Lassen sich Natur und Kultur wirklich klar voneinander trennen? Die Kunstausstellung „Animismus“ im Haus der Kulturen der Welt findet verstörende Antworten.

Ein Elefant mit Zigarette würde die Gerichte auch heute beschäftigen. Allerdings aus Tierschutzgründen und nicht, wie 1964, mit Blick auf das Urheberrecht. Damals ließ die Dompteurin Monika Holzmüller juristisch klären, ob ihrem Zirkustier die eigene Performance – Rauchen und Rechnen per Kopfnicken – gehört. Holzmüller ging es wohl mehr um die Tantiemen, weil im Fernsehen plötzlich Mitschnitte der Show auftauchten. Doch im Kern berührte sie eine Frage, die die Naturwissenschaften seit Jahrhunderten nur zu gerne überhören: Ist der vernunftbegabte Mensch der Moderne am Ende doch bloß ein Konstrukt? Dann wäre auch sein kühler, mechanistischer Blick auf die Welt nicht mehr als ein nützliches Ausschlussprinzip.

### [Vorliegende Daten]

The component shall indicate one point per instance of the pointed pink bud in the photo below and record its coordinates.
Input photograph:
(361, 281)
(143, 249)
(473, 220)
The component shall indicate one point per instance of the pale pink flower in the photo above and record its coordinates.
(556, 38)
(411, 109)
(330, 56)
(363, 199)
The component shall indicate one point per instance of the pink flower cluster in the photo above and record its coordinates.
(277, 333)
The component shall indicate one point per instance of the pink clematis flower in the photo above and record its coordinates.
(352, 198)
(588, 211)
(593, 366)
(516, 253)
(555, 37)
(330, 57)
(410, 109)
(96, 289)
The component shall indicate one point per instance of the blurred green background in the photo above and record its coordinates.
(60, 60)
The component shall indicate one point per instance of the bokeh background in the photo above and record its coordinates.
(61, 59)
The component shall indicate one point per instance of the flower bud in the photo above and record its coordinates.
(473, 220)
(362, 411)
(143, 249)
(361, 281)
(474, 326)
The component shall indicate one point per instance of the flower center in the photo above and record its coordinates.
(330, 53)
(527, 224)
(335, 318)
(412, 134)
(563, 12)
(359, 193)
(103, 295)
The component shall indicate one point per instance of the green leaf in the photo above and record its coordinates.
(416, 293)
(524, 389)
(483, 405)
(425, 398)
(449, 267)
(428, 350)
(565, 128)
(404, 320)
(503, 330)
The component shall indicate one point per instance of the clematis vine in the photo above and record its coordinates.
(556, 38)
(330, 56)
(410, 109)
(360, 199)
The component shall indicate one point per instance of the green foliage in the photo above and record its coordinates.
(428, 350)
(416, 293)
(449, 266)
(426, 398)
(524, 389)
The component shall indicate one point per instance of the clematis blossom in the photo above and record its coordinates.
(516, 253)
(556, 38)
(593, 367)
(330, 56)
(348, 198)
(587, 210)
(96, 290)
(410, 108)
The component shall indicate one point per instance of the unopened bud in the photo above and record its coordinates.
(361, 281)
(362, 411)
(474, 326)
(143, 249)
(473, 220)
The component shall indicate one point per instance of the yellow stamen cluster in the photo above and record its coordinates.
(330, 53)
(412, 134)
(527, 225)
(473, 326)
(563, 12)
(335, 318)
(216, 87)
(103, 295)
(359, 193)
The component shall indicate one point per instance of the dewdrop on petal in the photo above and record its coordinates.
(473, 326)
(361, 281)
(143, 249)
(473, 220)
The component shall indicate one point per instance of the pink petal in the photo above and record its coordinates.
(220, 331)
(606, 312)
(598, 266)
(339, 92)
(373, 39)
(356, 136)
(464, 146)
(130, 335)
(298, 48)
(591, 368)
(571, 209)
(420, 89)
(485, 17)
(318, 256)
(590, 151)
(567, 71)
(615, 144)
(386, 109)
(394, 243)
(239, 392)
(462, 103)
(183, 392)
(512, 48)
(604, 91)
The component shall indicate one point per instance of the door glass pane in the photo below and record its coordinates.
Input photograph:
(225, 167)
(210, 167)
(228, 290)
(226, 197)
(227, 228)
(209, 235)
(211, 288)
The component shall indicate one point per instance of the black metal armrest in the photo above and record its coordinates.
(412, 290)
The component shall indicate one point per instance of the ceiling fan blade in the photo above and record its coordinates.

### [Aufgabenstellung]
- a) Sammeln Sie sämtliche Zeilen der Datensätze, in denen die Zeichenfolge „petal“ vorkommt. Dabei ist auf Groß- und Kleinschreibung zu achten.
- b) Setzen Sie den Artikel über die Ausstellung „Animismus“ im Anschluss an seinen letzten Satz fort.
Der Artikel und die Datensätze haben inhaltlich nichts miteinander zu tun.

### [Die Antworten]
- a)
The component shall indicate one point per instance of the dewdrop on petal in the photo above and record its coordinates.
The component shall indicate one point per instance of the pink petal in the photo above and record its coordinates.

- b)
„Animismus“, die jüngste Ausstellung im Haus der Kulturen der Welt, hat sich die Antwort schon gegeben und forscht nach alternativen Mitteln der Erkenntnis. Sie befragt Zeitgenossen wie Diedrich Diederichsen, den französischen Soziologen Bruno Latour und Künstler – und versammelt Arbeiten von Rosemarie Trockel, Lars Laumann oder Kobe Matthys, dessen Installation „Versammlung (Animismus)“ auch den Prozess des Elefanten dokumentiert. Ihren provokanten Titel entlehnt die Schau dagegen der Historie: Er geht zurück auf den britischen Anthropologen Edward B. Tylor, der sein 19. Jahrhundert von jenen „anderen“ Zeiten und Kulturen unterscheiden wollte, in der Tiere oder Dinge subjektiviert und damit beseelt waren.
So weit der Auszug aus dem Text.